- [Exercise requirements]: There is a line containing "Objective — a point for each instance of the grass" in the entries below. Repeat that line and every line after it exactly, and nothing more.

- [Data extracts]:
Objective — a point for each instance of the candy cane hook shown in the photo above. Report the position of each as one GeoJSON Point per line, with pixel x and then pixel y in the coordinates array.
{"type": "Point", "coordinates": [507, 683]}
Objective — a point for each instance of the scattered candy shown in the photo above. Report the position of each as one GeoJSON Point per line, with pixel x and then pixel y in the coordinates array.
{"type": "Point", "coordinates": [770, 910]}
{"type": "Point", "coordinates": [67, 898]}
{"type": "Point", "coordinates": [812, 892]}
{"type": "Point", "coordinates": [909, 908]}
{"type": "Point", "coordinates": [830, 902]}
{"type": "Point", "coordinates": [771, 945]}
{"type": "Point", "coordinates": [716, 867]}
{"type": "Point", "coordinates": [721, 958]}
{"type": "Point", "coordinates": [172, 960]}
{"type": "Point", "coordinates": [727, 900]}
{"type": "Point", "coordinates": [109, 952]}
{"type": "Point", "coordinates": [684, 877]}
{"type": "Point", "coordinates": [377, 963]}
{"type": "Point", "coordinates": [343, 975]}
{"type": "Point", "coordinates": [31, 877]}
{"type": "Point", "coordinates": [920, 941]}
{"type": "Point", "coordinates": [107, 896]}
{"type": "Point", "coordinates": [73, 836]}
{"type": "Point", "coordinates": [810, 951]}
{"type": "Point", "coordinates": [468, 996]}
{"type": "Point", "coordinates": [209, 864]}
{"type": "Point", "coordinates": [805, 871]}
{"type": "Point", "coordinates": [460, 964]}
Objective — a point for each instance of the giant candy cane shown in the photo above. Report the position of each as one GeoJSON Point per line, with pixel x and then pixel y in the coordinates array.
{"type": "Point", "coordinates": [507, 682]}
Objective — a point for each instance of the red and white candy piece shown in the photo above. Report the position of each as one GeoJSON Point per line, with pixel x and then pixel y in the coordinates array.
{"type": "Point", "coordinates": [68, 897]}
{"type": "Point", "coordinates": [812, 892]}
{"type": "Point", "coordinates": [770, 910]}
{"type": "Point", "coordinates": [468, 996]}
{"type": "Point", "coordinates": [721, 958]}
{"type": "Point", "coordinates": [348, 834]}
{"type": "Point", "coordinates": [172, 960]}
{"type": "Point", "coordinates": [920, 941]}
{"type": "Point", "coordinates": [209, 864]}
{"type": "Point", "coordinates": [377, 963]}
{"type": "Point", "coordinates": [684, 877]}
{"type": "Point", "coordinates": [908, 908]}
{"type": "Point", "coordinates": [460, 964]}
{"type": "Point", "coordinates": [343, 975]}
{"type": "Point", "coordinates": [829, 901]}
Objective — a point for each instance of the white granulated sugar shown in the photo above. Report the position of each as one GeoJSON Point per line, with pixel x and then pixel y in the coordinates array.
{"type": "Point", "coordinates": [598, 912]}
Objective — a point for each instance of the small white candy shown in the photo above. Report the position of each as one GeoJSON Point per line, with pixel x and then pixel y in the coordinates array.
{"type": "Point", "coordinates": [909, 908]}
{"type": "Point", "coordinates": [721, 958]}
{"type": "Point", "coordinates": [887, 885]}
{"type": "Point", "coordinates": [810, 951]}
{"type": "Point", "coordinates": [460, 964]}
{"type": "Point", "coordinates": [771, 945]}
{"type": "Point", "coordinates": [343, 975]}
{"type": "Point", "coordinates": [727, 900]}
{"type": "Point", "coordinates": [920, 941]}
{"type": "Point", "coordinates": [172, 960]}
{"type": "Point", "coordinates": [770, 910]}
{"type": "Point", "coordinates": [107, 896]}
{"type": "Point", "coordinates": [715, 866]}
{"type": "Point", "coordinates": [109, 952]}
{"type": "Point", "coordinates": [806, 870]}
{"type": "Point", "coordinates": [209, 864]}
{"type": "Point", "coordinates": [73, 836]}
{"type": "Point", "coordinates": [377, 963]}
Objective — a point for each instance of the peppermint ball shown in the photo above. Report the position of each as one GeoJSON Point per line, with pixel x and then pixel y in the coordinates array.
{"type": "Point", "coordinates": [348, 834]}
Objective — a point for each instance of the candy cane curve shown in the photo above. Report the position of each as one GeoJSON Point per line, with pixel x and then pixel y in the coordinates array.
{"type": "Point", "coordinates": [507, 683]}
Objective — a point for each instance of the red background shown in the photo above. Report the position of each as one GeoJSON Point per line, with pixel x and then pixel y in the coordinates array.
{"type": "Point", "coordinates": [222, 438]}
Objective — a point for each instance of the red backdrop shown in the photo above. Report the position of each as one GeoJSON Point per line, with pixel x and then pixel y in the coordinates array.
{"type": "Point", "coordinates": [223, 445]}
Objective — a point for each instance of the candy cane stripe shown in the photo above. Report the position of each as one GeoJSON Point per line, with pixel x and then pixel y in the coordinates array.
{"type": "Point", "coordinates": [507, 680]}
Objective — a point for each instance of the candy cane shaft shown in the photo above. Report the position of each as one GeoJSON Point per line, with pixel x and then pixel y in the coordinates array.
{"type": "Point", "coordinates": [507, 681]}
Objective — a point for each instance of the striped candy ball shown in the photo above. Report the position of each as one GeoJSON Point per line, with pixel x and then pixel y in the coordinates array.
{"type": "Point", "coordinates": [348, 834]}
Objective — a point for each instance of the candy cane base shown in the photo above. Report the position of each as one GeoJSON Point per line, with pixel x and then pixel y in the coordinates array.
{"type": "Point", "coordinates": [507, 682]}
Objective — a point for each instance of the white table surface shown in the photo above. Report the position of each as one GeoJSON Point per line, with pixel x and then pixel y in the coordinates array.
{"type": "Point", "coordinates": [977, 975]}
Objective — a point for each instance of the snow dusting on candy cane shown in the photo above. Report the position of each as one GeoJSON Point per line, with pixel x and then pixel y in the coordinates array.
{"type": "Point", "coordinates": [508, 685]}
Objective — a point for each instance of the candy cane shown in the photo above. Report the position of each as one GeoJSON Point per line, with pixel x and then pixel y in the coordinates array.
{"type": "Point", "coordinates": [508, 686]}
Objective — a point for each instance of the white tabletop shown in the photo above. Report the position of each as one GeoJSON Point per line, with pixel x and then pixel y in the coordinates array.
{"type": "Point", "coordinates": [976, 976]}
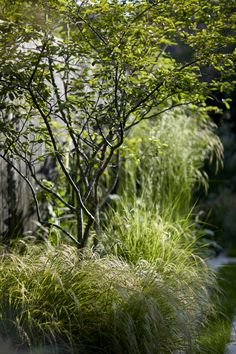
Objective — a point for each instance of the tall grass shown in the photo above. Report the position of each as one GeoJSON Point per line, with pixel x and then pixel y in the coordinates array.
{"type": "Point", "coordinates": [149, 292]}
{"type": "Point", "coordinates": [153, 219]}
{"type": "Point", "coordinates": [165, 159]}
{"type": "Point", "coordinates": [87, 304]}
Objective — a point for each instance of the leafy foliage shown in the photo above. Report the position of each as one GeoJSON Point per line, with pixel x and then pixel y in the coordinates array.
{"type": "Point", "coordinates": [77, 76]}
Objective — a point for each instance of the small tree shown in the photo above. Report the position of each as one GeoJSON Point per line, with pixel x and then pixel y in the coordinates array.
{"type": "Point", "coordinates": [77, 76]}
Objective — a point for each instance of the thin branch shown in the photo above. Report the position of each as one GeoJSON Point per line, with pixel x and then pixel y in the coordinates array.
{"type": "Point", "coordinates": [57, 153]}
{"type": "Point", "coordinates": [28, 183]}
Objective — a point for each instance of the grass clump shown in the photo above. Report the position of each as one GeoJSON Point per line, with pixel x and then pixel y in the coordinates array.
{"type": "Point", "coordinates": [87, 304]}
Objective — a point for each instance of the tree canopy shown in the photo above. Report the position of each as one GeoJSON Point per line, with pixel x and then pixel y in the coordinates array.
{"type": "Point", "coordinates": [76, 76]}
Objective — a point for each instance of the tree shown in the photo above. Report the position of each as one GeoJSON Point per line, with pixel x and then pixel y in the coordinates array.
{"type": "Point", "coordinates": [77, 76]}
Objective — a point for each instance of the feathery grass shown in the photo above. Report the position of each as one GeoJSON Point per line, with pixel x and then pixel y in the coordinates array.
{"type": "Point", "coordinates": [87, 304]}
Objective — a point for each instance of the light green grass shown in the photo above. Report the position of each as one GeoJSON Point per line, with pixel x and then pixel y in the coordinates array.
{"type": "Point", "coordinates": [87, 304]}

- [Solution to the exercise]:
Objective — a point for each instance of the grass clump shown in the photo above. Report the position of each as one GeoJSON Point per line, with pixel x and then pixel y in the coordinates array.
{"type": "Point", "coordinates": [87, 304]}
Objective — a point for each instance of the tree canopy shown in the photo above. Report the position of each as one GeoJSON Point per line, with pixel x and then pixel y in the coordinates array.
{"type": "Point", "coordinates": [76, 76]}
Objective — a point for each instance of the tree shown in the photo above. Report the position of each as one GeoJSON Point per line, with pixel x and then pixel y in the coordinates array.
{"type": "Point", "coordinates": [77, 76]}
Objective — a point for each instance of the feathery grass shown in the photo above. Report the position of each as one GeoJSON Point per line, with pixel x and then pixel y in the coordinates array.
{"type": "Point", "coordinates": [87, 304]}
Objective — a point for each instance of the light green grass shown in the photo above. Report the position of each as one GeoJSON Point per line, with pixel x and then pixel y in the coordinates array.
{"type": "Point", "coordinates": [87, 304]}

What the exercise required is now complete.